**What this task involves**
Set down exactly, from the records below, the line with "Target: market canopy" through the line with "Pick out a point on every instance of the shingled", and nothing else.

**Source information**
◇ ◇ ◇ ◇ ◇ ◇ ◇

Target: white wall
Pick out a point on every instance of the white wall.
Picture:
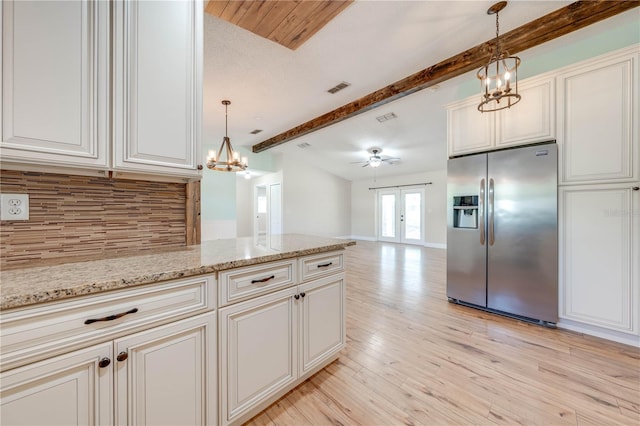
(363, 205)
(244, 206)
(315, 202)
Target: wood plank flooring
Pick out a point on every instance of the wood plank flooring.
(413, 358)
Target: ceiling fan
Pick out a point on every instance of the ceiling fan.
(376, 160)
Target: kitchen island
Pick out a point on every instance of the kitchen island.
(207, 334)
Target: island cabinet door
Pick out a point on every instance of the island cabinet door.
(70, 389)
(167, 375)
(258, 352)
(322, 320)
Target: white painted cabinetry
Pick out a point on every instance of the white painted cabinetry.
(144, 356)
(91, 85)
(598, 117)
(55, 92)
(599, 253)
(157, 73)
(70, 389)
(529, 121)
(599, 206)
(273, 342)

◇ ◇ ◇ ◇ ◇ ◇ ◇

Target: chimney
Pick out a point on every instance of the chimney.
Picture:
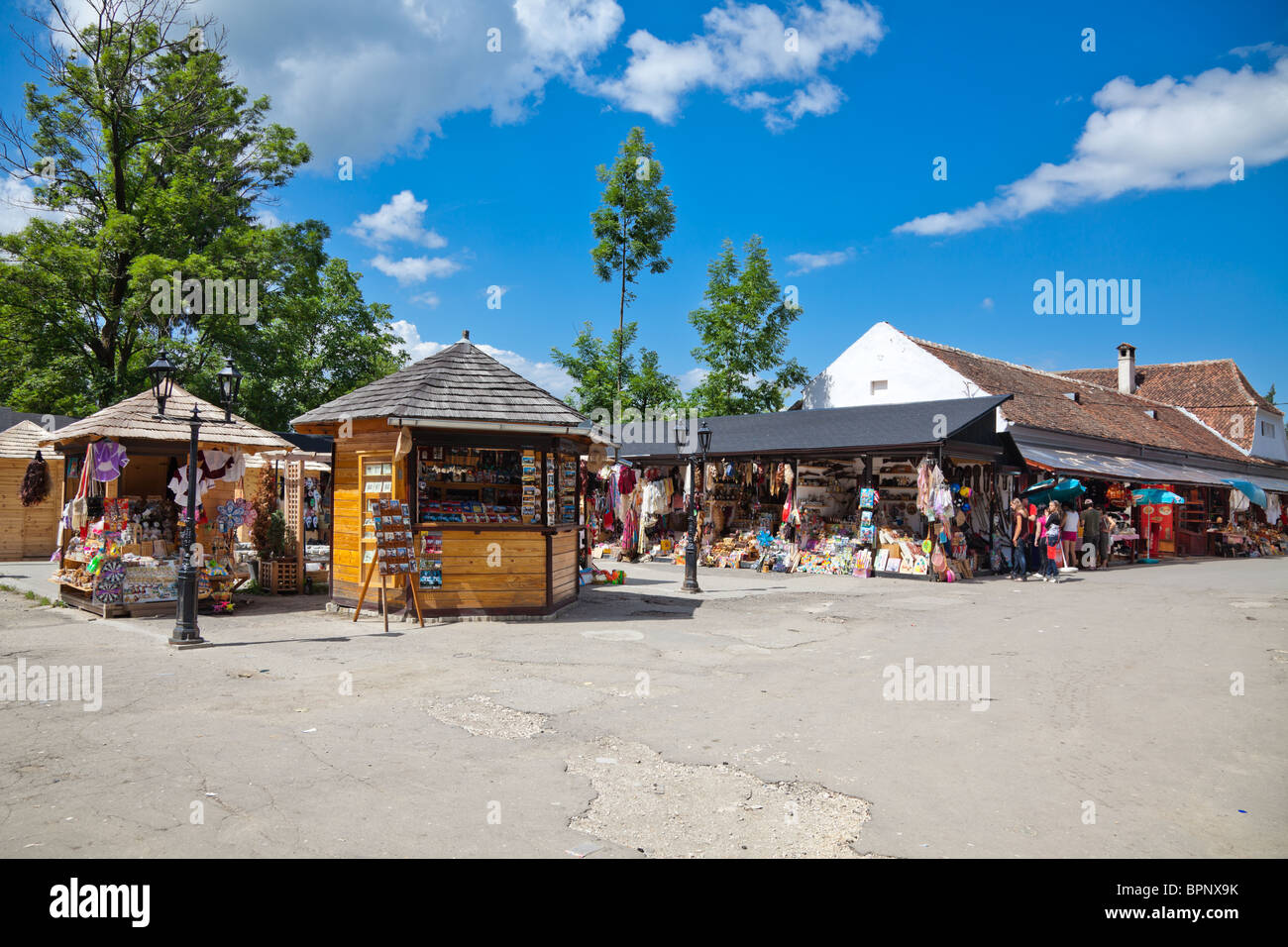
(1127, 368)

◇ ◇ ◇ ◇ ◇ ◇ ◇

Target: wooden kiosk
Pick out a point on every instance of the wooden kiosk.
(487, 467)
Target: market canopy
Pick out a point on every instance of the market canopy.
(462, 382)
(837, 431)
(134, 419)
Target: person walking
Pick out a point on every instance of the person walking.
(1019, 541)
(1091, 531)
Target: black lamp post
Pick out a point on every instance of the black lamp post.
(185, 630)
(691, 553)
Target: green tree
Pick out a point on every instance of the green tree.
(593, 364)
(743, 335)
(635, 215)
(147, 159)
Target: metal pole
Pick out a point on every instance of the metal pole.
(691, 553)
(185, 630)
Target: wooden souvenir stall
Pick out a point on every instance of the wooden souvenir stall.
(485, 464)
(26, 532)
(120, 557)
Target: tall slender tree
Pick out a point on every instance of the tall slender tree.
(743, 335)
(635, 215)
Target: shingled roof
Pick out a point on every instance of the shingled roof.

◇ ◇ ◇ ◇ ◇ ◇ ◇

**Response to this task**
Target: market canopy
Pick out a point on every instance of the market canopy.
(462, 382)
(837, 431)
(134, 419)
Target: person walking
Pick out a point on every instance of the person walking.
(1019, 541)
(1091, 531)
Target: black lamp post
Pick out a point on every instance of the black lamp post.
(185, 630)
(691, 553)
Target: green tree
Pick out a point on every instance of the green tree.
(593, 364)
(743, 335)
(635, 215)
(147, 159)
Target: metal pole
Pick out a point on every instance of the metal pole.
(691, 553)
(185, 630)
Target: wooden souvenir stall
Pick out a point on every instance of the wooden souvenir stall.
(485, 464)
(26, 532)
(120, 557)
Target: tall slender tree
Pick out a point on every instance of the tall slender tree.
(743, 335)
(635, 215)
Target: shingled roof
Pick out a point on every instance of the shingled roof.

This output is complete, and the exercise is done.